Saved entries
+===+

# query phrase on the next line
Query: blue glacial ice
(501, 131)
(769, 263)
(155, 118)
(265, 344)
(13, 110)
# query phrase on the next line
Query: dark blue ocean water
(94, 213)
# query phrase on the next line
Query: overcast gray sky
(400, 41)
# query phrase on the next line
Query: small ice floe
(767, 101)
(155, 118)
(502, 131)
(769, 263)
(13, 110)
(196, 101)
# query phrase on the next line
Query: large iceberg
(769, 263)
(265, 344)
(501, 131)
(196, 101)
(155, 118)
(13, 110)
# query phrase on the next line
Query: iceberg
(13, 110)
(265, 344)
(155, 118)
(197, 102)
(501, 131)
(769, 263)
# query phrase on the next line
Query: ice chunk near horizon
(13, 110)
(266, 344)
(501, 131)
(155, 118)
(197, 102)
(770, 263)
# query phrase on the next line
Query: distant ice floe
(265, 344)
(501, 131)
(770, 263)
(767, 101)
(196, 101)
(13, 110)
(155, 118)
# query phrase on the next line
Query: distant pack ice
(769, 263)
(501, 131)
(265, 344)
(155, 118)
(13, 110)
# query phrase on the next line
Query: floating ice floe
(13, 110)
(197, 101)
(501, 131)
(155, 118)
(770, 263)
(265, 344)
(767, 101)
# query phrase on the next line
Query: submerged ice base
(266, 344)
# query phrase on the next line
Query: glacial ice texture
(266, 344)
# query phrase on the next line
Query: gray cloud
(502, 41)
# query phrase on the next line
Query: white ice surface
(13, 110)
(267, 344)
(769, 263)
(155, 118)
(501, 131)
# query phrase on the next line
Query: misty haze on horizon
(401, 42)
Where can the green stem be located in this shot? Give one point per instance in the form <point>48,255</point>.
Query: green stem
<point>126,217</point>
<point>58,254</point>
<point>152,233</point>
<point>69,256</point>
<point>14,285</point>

+===+

◆ WHAT THE EXERCISE ASKS ◆
Keep the wording exact. Give all of the records again.

◆ TASK ANSWER ◆
# query phrase on the next line
Query: blue glacial ice
(501, 131)
(769, 263)
(155, 118)
(265, 344)
(13, 110)
# query phrase on the next line
Query: dark blue ocean water
(94, 213)
# query phrase on the next line
Query: overcast gray sky
(400, 41)
# query phrase on the next line
Query: small ice floe
(767, 101)
(155, 118)
(502, 131)
(769, 263)
(13, 110)
(196, 101)
# query phrase on the next line
Query: large iceberg
(769, 263)
(265, 344)
(501, 131)
(196, 101)
(155, 118)
(13, 110)
# query phrase on the next line
Query: iceberg
(13, 110)
(265, 344)
(155, 118)
(197, 102)
(501, 131)
(769, 263)
# query phrase on the next line
Query: ice chunk near horizon
(13, 110)
(266, 344)
(501, 131)
(155, 118)
(197, 102)
(770, 263)
# query phrase on the next line
Query: distant ice floe
(265, 344)
(501, 131)
(770, 263)
(767, 101)
(196, 101)
(13, 110)
(155, 118)
# query phrase on the next line
Query: distant pack ice
(769, 263)
(501, 131)
(265, 344)
(155, 118)
(13, 110)
# query phrase on the next line
Query: floating ice floe
(13, 110)
(197, 101)
(501, 131)
(155, 118)
(770, 263)
(265, 344)
(767, 101)
# query phrase on the next line
Query: submerged ice base
(266, 344)
# query phrase on the next line
Query: glacial ice texture
(266, 344)
# query phrase on the next line
Query: gray cloud
(502, 41)
# query phrase on the next line
Query: white ice surface
(13, 110)
(267, 344)
(769, 263)
(155, 118)
(501, 131)
# query phrase on the next line
Query: misty haze on horizon
(401, 42)
Where can the green stem be located in this shot? Give one point per instance in the form <point>48,255</point>.
Query: green stem
<point>126,217</point>
<point>58,254</point>
<point>152,233</point>
<point>69,256</point>
<point>14,285</point>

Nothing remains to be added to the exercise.